*INSTRUCTIONS TO FOLLOW:* Nothing in the data should be left out or altered when it is retyped.

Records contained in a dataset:
----------

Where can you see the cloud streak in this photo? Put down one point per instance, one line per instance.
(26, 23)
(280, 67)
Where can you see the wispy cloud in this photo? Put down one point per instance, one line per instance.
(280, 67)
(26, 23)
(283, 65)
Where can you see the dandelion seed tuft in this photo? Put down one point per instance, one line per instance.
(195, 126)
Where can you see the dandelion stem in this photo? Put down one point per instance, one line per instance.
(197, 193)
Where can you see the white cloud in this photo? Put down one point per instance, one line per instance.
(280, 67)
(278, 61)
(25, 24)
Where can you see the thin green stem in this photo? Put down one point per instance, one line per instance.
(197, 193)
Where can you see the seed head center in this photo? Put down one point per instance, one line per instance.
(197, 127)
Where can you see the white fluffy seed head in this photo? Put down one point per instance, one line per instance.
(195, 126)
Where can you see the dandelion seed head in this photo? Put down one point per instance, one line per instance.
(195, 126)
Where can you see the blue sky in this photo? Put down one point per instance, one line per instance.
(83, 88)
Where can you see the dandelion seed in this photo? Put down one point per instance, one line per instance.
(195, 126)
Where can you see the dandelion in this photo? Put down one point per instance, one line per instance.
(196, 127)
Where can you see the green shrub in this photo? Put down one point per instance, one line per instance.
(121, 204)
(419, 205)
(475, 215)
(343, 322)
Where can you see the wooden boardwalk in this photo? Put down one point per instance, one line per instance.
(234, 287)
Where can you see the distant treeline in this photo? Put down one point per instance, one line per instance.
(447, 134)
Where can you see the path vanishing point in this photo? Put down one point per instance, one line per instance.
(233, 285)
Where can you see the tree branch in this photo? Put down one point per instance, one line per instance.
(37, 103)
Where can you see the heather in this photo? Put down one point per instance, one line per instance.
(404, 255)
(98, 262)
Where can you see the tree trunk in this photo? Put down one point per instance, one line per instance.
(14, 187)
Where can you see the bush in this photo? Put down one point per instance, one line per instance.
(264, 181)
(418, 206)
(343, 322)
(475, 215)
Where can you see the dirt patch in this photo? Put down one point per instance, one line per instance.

----------

*RESULT:*
Where can you see the cloud streak in this photo? Put down one point per instance, one line per instance.
(26, 23)
(280, 67)
Where can you see the wispy cloud in this photo? Put down one point per instance, one line per instance.
(280, 67)
(26, 23)
(283, 65)
Where can you see the dandelion seed tuft in this photo? Put down one point per instance, one line per instance.
(195, 126)
Where can you see the dandelion stem in this photo? Put down one point per instance, one line per instance.
(197, 193)
Where can you see the white cloud in this photo? Put down one point per instance, one line per instance.
(280, 67)
(278, 61)
(25, 24)
Where can you see the thin green stem in this photo? Put down one point per instance, one line per instance.
(197, 193)
Where can you see the seed head center in this photo? Put down one point per instance, one line per instance.
(197, 127)
Where can you see the white fluffy seed head in this photo? Put down one point per instance, one line per instance.
(195, 126)
Where can you see the dandelion seed head in this photo? Put down one point per instance, one line per instance.
(195, 126)
Where can you see the blue sky in this photo? Put down one point per instance, one line per instance.
(83, 88)
Where can you see the dandelion seed in this photo? Put down one point per instance, one line per instance.
(195, 126)
Where can you see the dandelion in this photo? Put down one point per instance, one line per instance.
(196, 127)
Where can you see the green shrub in this photo? Put down one point per instance, one line per instance.
(121, 204)
(419, 205)
(475, 215)
(343, 322)
Where can you see the wooden boardwalk in this photo? Put down one point per instance, one line per instance.
(234, 287)
Where can you see the distant treeline in this photo? Put down one point per instance, one line per instance.
(447, 134)
Where can you see the path vanishing point in this photo? Put down one point per instance, one line per instance.
(233, 285)
Where can you see the tree branch in this photo? Put down one point per instance, one line per instance.
(37, 103)
Where can you see the heather in this photo? Put down one point per instance, one line per instance.
(404, 255)
(98, 262)
Where can you see the tree trunk in this photo? Put down one point per instance, one line per instance.
(14, 187)
Where can you see the bush in this photo? Put down one point per instance, one line per instance.
(264, 181)
(418, 206)
(343, 322)
(475, 215)
Where can you see the dirt patch in this photo? Put down one point per instance, one line per instance.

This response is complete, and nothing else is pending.